● **作業 1**: 提示文のうち、「野垂れ死にしたってしょうがないさ。」から始まり「し、友情だって成り立たない。」で終わる部分を、一字も変えずに書き写してください。

● **提示文**:
:::::

しかしわれわれは、そんな「未来」のことなどうまく考えることができない。
「愚かな反知性主義」だなんて、笑わせてくれる。おまえらの猿並みの知性なんかたかが知れている。愚かでけっこう。われわれは、生き延びねばならないほどの立派な「自分」も「命」も持ち合わせていない。そのときその場の世界や他者の輝きにときめきながら、そのときその場をやり過ごしているだけだ。
野垂れ死にしたってしょうがないさ。
まあこの国には、「無常」という野垂れ死にの文化の伝統というものもある。
彼らのいう、未来の社会の「平和と繁栄」なんか、知ったこっちゃない。まあ彼らは、そうやって意識が「未来(のスケジュール)」に憑依してばかりいるから、「今ここ」の「世界の輝き」に鈍感になってしまう。そうやって現代人は、認知症やインポテンツになってゆく。


マスコミ知識人はひとまず学問をしたり考えたりすることが仕事になっているわけだが、「より良き未来」の社会や人生のためにそんなことを考えているのだとしたら、彼ら自身に「自分」や「命」をかなぐり捨ててそういう行為にのめりこんでゆくという態度も心意気もない。彼らの知性や思考なんて、そのていどなのだ。そのくせ、誰よりも豊かな知性を持ち深く思考しているという自覚(うぬぼれ)だけは強い。人間は生き延びようとする生きものだと決めてかかっている彼らの人間理解には、限界がある。人間性の自然は、その向こうにある。
「平和と繁栄(幸せ)」の名のもとに安楽に生き延びようとするのは「共同体」の本能のようなものだが、それが必ずしも人間性の自然であるとはいえない。共同体がそういう本能を持っているということは、人間性の自然がそういうところにはないということの「不在証明(アリバイ)」なのだ。共同体のそうしたコンセプトに踊らされているというか脳内を汚染されているものほどそれが人間性の自然であるかのように考えたがるし、人は、共同体の動きからからはぐれていったところで、恋や友情を見い出してゆく。つまり、人にときめいてゆく。
抱き合ってときめき合っていれば、未来のことなんかどうでもよくなってしまう。そういう無防備な心を持たなければ、結婚なんかできないし、恋もできないし、友情だって成り立たない。
人は、幸せになるために結婚するのではない。無防備にときめいて結婚してしまうだけのこと。
誰だって無防備のままに生きていたいが、こんなにもたくさんの人が集まって暮らしていれば、そうもいかない。そのためにひとまず外部に対する警戒と緊張の上に成り立った共同体の秩序をつくり、その中でわれわれは、無防備にときめき合う人と人の関係を温存しようとしている。人と人が無防備にときめき合っているとき、共同体の秩序からはぐれてしまっている。

:::::

● **記録一覧**:
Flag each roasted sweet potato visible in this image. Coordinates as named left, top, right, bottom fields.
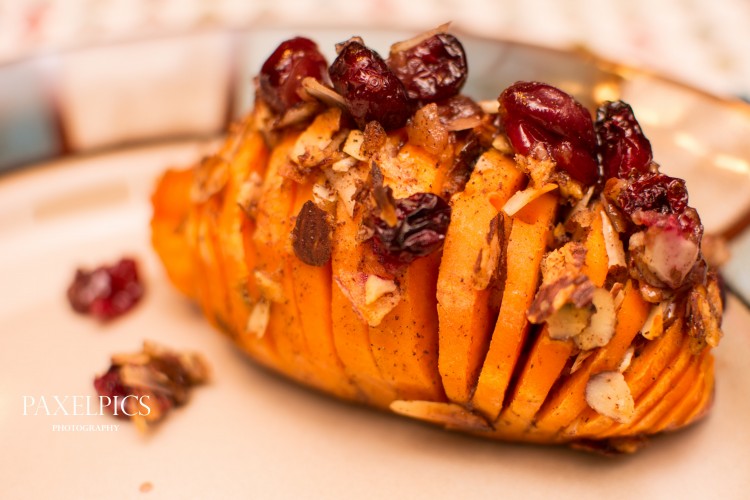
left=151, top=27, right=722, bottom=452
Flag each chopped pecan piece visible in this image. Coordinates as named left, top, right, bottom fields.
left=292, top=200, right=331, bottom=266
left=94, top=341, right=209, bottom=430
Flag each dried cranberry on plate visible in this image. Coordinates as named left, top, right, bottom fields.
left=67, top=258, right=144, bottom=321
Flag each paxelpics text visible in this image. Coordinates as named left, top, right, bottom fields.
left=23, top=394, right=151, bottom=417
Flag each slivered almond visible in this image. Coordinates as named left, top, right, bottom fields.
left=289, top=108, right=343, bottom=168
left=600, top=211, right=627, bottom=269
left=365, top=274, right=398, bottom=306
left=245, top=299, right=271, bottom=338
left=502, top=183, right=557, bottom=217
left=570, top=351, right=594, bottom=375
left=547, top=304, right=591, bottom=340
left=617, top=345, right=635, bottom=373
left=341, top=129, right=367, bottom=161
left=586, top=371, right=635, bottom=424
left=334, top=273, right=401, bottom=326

:::::

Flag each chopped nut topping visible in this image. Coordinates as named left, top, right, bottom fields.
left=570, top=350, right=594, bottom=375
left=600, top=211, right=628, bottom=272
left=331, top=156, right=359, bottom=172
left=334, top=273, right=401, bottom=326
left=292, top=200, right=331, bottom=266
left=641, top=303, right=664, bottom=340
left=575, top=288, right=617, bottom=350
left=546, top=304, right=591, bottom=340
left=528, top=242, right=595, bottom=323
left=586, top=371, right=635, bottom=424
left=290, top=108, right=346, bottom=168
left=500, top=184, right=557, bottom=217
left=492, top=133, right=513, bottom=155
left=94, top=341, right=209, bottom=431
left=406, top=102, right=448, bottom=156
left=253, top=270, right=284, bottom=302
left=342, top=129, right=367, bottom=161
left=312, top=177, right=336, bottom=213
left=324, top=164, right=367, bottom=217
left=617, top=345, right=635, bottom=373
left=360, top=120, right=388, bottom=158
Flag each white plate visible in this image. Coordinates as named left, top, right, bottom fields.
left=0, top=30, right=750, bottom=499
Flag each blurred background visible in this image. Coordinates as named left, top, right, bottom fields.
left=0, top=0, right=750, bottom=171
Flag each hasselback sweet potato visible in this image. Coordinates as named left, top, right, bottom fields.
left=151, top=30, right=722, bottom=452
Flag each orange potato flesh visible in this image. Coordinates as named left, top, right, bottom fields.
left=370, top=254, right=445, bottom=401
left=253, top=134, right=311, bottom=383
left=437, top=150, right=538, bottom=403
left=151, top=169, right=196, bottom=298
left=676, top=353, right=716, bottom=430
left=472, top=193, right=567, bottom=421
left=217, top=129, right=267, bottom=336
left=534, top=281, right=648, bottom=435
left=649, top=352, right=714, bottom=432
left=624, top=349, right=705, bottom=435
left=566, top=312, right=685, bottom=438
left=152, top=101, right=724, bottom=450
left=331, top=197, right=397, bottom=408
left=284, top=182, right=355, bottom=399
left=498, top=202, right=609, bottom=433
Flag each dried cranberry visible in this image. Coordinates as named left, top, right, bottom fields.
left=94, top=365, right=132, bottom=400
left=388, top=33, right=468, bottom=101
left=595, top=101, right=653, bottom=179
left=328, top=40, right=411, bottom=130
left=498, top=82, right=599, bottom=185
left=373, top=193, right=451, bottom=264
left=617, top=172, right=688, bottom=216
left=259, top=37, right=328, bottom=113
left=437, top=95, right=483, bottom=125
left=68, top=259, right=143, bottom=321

:::::

● **作業 2**: 記録のうち、「Flag each dried cranberry on」を含む行から始まり「left=23, top=394, right=151, bottom=417」を含む行で終わる範囲を、両端の行も含めて取り出してください。その範囲だけを、「Flag」を「Mark」に書き換え、ほかは一切変えずに示してください。

● **作業結果 1**:
野垂れ死にしたってしょうがないさ。
まあこの国には、「無常」という野垂れ死にの文化の伝統というものもある。
彼らのいう、未来の社会の「平和と繁栄」なんか、知ったこっちゃない。まあ彼らは、そうやって意識が「未来(のスケジュール)」に憑依してばかりいるから、「今ここ」の「世界の輝き」に鈍感になってしまう。そうやって現代人は、認知症やインポテンツになってゆく。


マスコミ知識人はひとまず学問をしたり考えたりすることが仕事になっているわけだが、「より良き未来」の社会や人生のためにそんなことを考えているのだとしたら、彼ら自身に「自分」や「命」をかなぐり捨ててそういう行為にのめりこんでゆくという態度も心意気もない。彼らの知性や思考なんて、そのていどなのだ。そのくせ、誰よりも豊かな知性を持ち深く思考しているという自覚(うぬぼれ)だけは強い。人間は生き延びようとする生きものだと決めてかかっている彼らの人間理解には、限界がある。人間性の自然は、その向こうにある。
「平和と繁栄(幸せ)」の名のもとに安楽に生き延びようとするのは「共同体」の本能のようなものだが、それが必ずしも人間性の自然であるとはいえない。共同体がそういう本能を持っているということは、人間性の自然がそういうところにはないということの「不在証明(アリバイ)」なのだ。共同体のそうしたコンセプトに踊らされているというか脳内を汚染されているものほどそれが人間性の自然であるかのように考えたがるし、人は、共同体の動きからからはぐれていったところで、恋や友情を見い出してゆく。つまり、人にときめいてゆく。
抱き合ってときめき合っていれば、未来のことなんかどうでもよくなってしまう。そういう無防備な心を持たなければ、結婚なんかできないし、恋もできないし、友情だって成り立たない。

● **作業結果 2**:
Mark each dried cranberry on plate visible in this image. Coordinates as named left, top, right, bottom fields.
left=67, top=258, right=144, bottom=321
Mark each paxelpics text visible in this image. Coordinates as named left, top, right, bottom fields.
left=23, top=394, right=151, bottom=417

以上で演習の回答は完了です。